- **PASSAGE GIVEN**
╔══
I’ve written the recipe as I think it’s best but many of the ingredients can be substituted to suit different tastes or availability of ingredients. There are two exceptions: first, the vodka. Use good vodka. I’ll elaborate in a minute. The second exception is the cheese – Pecorino Romano is a sharp, salty, semi-hard sheep’s milk cheese that really makes this dish sing. Feel free to substitute parmesan cheese, or get creative if you like, but if you enjoy this dish enough to make it a second time I urge you to try it with the romano cheese and let me know what you think.
Ok, back to the Vodka. Like I said, use good vodka. This is a rule I follow religiously with all forms of liquor, beer, wine, olive oil, spices – you get the idea. To quote Papa John – Better ingredients make a better pizza. Now chances are you already have decent vodka at your disposal but if not I’d suggest rethinking why you have so much vodka leftover in the first place. My personal favorite for this dish is Monopolowa but I’m willing to bet any mid-range vodka will yield pleasing results.
Penne alla Vodka
- 1 1/2C vodka
- 1 can Muir Glen fire roasted tomatoes (for extra tomato flavor add tomato paste or fresh tomatoes)
╚══
- **WHAT TO PRODUCE**
Summarize the penne alla vodka text in two sentences.

Picture region annotation data
╔══
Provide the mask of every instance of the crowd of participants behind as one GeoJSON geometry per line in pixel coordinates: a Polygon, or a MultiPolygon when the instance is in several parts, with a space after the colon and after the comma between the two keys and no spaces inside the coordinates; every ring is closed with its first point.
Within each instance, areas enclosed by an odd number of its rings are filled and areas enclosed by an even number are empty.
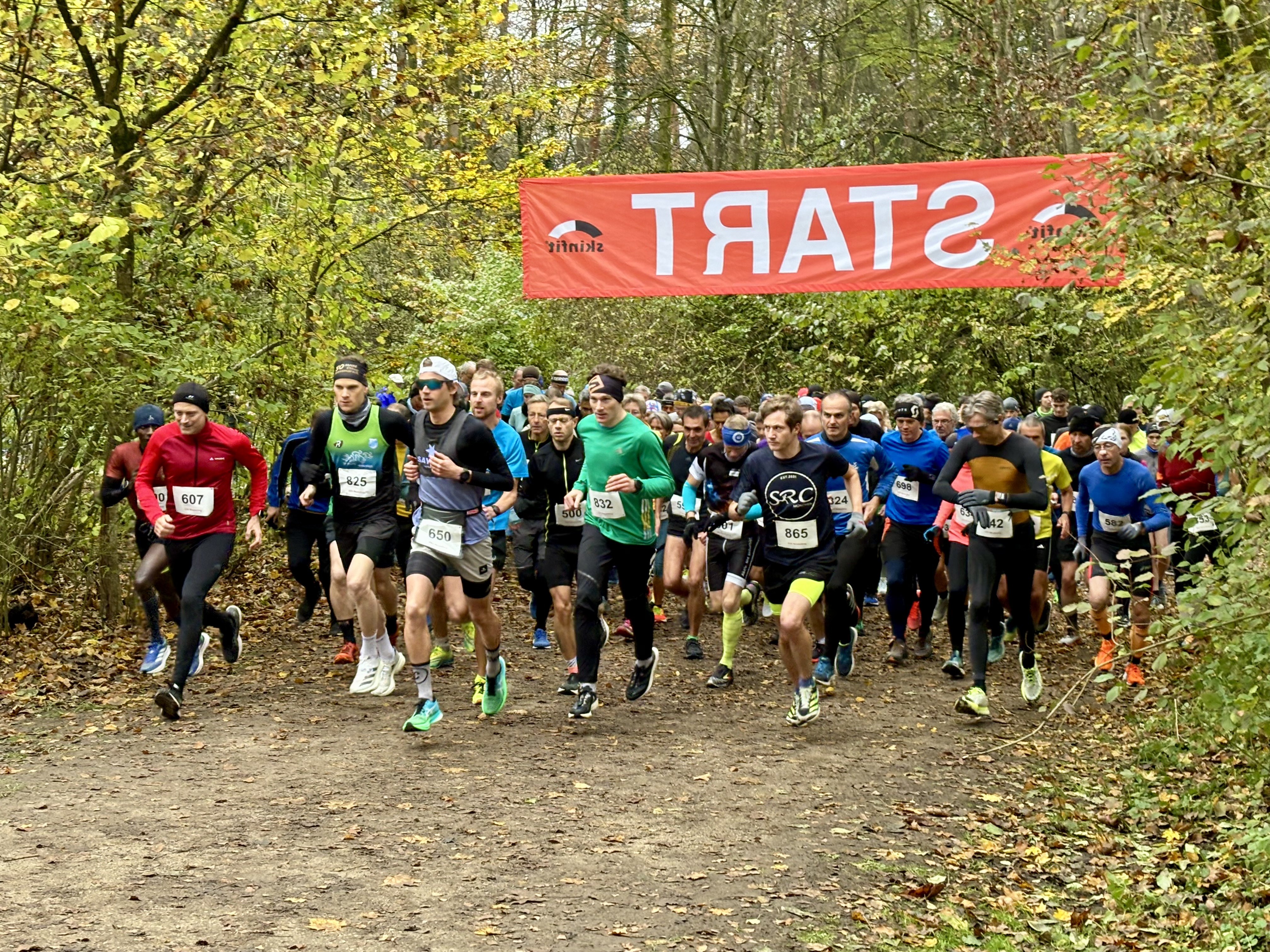
{"type": "Polygon", "coordinates": [[[1181,592],[1222,551],[1205,500],[1224,491],[1223,475],[1170,448],[1176,414],[1148,416],[1133,397],[1107,421],[1104,406],[1062,388],[1038,390],[1024,415],[991,391],[958,404],[818,387],[702,400],[668,381],[631,387],[607,363],[578,392],[568,372],[545,381],[536,367],[512,383],[490,362],[428,357],[398,400],[387,386],[372,392],[364,360],[342,357],[331,405],[283,440],[272,468],[208,418],[198,383],[177,388],[170,423],[159,406],[138,407],[137,439],[110,454],[102,501],[127,499],[136,517],[150,630],[141,670],[164,678],[163,715],[180,716],[204,669],[204,628],[226,663],[244,650],[243,612],[207,600],[234,547],[237,466],[250,477],[248,543],[260,545],[262,520],[286,532],[296,622],[325,597],[333,663],[354,665],[349,692],[394,694],[409,665],[408,732],[442,720],[433,677],[456,665],[460,633],[471,703],[490,716],[507,703],[495,585],[523,592],[526,640],[560,655],[569,718],[599,707],[611,635],[634,649],[626,701],[653,689],[669,592],[683,604],[688,660],[707,654],[704,616],[721,616],[711,689],[739,677],[745,627],[775,619],[785,720],[799,726],[855,671],[862,605],[885,605],[890,665],[931,659],[932,626],[944,625],[942,671],[970,682],[955,710],[983,717],[988,669],[1007,642],[1024,699],[1041,699],[1040,642],[1081,645],[1083,581],[1092,664],[1123,661],[1125,682],[1143,685],[1170,567],[1181,592]],[[615,585],[624,612],[611,625],[615,585]],[[160,603],[178,630],[170,674],[160,603]]]}

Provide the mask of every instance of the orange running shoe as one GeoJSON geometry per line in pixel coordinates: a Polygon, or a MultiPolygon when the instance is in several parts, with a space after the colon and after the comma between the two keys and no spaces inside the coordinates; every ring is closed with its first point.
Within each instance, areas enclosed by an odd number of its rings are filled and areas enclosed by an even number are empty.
╚══
- **RESPONSE TO THE TASK**
Many of the recipe's ingredients can be substituted, with two exceptions: the vodka, which should be good, and the cheese, Pecorino Romano, a sharp, salty sheep's milk cheese, though parmesan may stand in for it. The writer insists on good ingredients in general, names Monopolowa as a favorite for this dish, and expects any mid-range vodka to give pleasing results.